> Work required
Write out, please, each line from the one containing "Keypoint guideline: for each instance of the sky" to the final line of the data, both included, exactly and without pictures.

> Recorded information
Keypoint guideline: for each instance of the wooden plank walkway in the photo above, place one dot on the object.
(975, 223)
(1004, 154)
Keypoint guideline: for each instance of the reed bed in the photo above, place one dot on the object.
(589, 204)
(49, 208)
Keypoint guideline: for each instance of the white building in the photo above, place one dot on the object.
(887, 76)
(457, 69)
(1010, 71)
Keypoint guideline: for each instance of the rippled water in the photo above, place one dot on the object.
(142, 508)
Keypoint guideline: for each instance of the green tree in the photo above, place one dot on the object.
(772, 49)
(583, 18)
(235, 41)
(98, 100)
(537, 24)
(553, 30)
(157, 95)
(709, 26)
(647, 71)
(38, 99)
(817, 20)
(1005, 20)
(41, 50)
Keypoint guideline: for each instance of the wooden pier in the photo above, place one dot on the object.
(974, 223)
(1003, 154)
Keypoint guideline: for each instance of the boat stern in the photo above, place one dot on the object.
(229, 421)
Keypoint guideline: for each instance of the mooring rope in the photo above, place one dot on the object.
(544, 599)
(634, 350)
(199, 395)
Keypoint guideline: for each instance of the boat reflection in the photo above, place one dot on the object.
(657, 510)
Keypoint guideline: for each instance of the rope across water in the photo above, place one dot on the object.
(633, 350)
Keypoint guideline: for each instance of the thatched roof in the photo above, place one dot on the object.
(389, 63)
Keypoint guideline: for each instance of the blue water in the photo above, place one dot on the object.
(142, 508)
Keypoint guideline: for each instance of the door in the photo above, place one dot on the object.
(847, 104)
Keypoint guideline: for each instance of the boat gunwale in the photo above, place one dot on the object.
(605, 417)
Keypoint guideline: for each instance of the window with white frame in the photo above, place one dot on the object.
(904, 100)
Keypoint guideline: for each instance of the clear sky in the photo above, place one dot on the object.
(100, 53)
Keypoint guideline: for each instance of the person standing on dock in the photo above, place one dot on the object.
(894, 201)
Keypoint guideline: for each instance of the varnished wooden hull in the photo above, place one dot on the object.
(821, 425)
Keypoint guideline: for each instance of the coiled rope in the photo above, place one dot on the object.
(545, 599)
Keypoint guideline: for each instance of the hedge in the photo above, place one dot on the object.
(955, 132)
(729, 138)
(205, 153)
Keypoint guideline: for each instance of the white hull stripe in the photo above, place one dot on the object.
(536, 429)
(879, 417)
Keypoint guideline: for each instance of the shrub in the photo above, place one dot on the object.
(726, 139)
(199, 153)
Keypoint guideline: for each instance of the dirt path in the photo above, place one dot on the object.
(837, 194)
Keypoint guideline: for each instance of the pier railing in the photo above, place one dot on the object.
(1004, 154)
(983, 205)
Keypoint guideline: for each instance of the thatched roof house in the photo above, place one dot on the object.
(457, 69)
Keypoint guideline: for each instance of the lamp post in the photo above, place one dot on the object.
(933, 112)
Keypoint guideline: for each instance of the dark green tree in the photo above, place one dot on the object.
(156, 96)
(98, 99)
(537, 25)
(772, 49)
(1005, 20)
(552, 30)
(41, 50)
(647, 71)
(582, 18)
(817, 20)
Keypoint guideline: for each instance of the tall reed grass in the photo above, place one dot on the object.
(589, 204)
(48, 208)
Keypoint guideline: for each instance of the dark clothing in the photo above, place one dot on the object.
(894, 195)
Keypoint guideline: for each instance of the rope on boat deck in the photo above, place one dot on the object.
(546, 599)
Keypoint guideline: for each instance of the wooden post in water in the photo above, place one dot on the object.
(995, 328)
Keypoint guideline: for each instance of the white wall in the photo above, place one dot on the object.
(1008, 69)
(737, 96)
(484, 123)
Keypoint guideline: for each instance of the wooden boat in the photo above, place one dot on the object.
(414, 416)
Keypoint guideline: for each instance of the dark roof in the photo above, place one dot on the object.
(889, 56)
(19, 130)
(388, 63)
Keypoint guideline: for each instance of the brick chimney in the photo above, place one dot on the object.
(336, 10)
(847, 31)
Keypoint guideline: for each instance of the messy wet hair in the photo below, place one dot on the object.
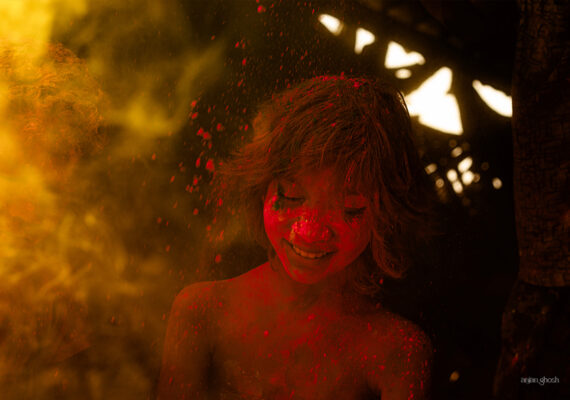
(361, 128)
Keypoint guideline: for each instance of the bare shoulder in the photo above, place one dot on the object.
(404, 369)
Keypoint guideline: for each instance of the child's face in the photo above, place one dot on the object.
(316, 226)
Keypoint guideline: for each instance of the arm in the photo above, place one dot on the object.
(405, 372)
(188, 346)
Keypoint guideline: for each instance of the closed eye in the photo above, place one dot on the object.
(282, 196)
(354, 212)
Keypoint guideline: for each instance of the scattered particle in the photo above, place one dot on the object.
(454, 376)
(456, 152)
(497, 183)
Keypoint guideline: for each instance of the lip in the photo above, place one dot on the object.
(310, 254)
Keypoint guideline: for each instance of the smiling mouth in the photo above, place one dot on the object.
(309, 254)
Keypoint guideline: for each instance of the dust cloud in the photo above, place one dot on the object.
(101, 221)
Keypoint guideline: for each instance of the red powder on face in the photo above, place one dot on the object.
(210, 165)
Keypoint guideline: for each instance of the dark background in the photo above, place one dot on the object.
(195, 71)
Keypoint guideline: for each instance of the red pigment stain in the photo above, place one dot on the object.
(210, 165)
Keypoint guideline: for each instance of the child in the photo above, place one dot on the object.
(331, 186)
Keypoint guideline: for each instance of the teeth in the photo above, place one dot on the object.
(308, 255)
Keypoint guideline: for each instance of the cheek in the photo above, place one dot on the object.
(275, 216)
(355, 235)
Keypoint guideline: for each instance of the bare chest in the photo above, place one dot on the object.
(284, 358)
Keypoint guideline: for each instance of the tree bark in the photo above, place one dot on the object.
(535, 326)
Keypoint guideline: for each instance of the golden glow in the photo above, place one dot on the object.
(403, 73)
(33, 21)
(497, 183)
(398, 57)
(454, 376)
(452, 175)
(431, 168)
(334, 25)
(467, 177)
(456, 152)
(497, 101)
(465, 164)
(457, 187)
(363, 39)
(435, 107)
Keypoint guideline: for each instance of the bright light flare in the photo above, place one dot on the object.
(363, 39)
(497, 183)
(465, 164)
(457, 187)
(398, 57)
(333, 24)
(403, 73)
(497, 101)
(456, 152)
(467, 178)
(452, 175)
(431, 168)
(435, 107)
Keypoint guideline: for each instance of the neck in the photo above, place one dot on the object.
(295, 296)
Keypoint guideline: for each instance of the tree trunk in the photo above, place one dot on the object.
(536, 326)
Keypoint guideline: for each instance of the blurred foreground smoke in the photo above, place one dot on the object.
(95, 217)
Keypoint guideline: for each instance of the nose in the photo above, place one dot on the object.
(311, 229)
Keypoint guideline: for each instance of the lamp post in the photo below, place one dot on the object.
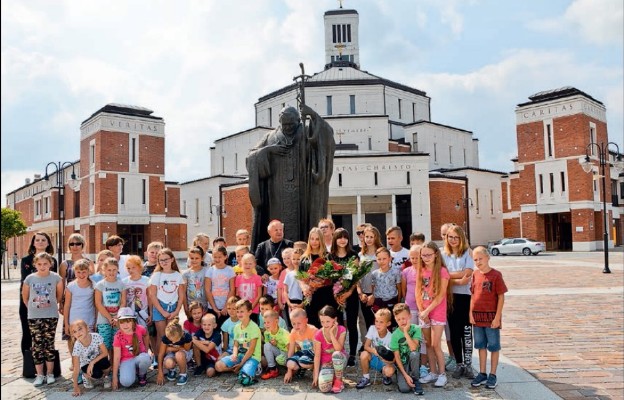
(58, 167)
(466, 202)
(603, 154)
(220, 210)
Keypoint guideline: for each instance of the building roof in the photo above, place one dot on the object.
(347, 75)
(422, 121)
(553, 94)
(443, 170)
(340, 11)
(123, 109)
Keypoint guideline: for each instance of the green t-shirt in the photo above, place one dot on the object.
(398, 342)
(282, 337)
(244, 336)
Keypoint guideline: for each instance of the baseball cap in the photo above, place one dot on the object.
(126, 313)
(273, 260)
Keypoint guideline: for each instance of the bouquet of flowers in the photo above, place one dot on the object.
(352, 273)
(321, 273)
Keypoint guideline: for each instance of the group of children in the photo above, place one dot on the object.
(237, 322)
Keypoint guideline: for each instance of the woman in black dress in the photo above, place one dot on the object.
(40, 242)
(341, 252)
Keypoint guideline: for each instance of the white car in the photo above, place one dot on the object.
(518, 246)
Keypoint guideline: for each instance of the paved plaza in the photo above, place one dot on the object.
(563, 336)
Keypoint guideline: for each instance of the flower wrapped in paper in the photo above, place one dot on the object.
(353, 271)
(320, 274)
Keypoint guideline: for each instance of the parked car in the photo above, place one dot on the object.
(518, 246)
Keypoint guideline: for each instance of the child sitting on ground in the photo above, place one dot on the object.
(174, 350)
(405, 342)
(89, 355)
(206, 345)
(247, 350)
(377, 335)
(300, 345)
(267, 303)
(227, 329)
(275, 344)
(330, 357)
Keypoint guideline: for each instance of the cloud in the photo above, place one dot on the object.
(596, 22)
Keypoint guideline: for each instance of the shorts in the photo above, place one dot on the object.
(305, 357)
(250, 367)
(377, 363)
(486, 338)
(171, 354)
(107, 332)
(98, 368)
(157, 316)
(432, 322)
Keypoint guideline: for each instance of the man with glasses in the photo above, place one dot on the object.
(328, 227)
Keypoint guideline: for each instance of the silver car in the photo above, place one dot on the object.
(518, 246)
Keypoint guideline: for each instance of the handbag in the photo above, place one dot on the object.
(28, 367)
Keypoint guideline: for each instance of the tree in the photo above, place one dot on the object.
(12, 226)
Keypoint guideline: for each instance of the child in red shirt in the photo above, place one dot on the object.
(486, 311)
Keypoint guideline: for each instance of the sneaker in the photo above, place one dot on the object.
(182, 379)
(429, 378)
(87, 383)
(171, 375)
(450, 364)
(199, 370)
(418, 389)
(491, 382)
(441, 381)
(271, 373)
(363, 383)
(39, 379)
(338, 386)
(351, 361)
(459, 371)
(479, 380)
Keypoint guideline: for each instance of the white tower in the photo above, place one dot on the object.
(341, 37)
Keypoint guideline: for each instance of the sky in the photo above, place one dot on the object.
(202, 65)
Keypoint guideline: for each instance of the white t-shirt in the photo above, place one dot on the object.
(294, 290)
(89, 353)
(167, 286)
(373, 335)
(398, 258)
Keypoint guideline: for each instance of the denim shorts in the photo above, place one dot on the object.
(486, 338)
(377, 363)
(250, 367)
(168, 307)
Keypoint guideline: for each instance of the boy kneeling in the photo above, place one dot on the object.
(377, 335)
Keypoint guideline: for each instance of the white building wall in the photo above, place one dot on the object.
(485, 208)
(228, 155)
(358, 180)
(445, 145)
(199, 201)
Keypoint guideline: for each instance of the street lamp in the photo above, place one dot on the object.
(466, 202)
(60, 185)
(603, 153)
(220, 210)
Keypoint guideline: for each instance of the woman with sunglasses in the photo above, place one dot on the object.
(458, 259)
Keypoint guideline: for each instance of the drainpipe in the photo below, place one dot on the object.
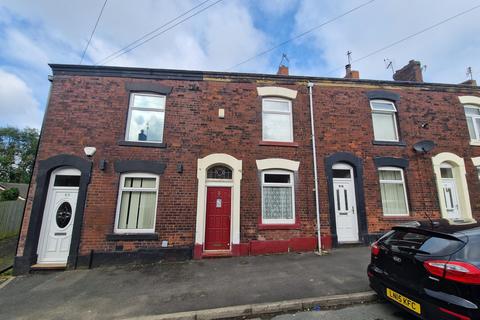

> Expected answer
Keypoint guideline: for each instance of the sky in the photo above, place one dot on the object.
(202, 65)
Keypoint guideline: for each instance of the white t-shirt in the photo above, place one dot on the object.
(294, 290)
(89, 353)
(167, 286)
(373, 335)
(398, 258)
Keypoint guideline: for each instance of the denim shorts in the photo above, place one dot on the object.
(486, 338)
(377, 363)
(250, 367)
(168, 307)
Keypoint guideline: for each instance of the boy kneeling in the photo above, place one dot on the object.
(377, 335)
Keypoint guideline: for each instance of the white building wall in the photo above, place one dot on the object.
(485, 208)
(228, 155)
(358, 180)
(445, 145)
(199, 201)
Keypoint guideline: for each instance of the street lamp in the photo above, place one dot on the object.
(466, 202)
(60, 185)
(603, 153)
(220, 210)
Keypoint guideline: for each instance of the woman with sunglasses in the photo above, place one dot on the object.
(458, 259)
Keypoint guideline: for each instance of the drainpipe in the photo below, place one dot on the object.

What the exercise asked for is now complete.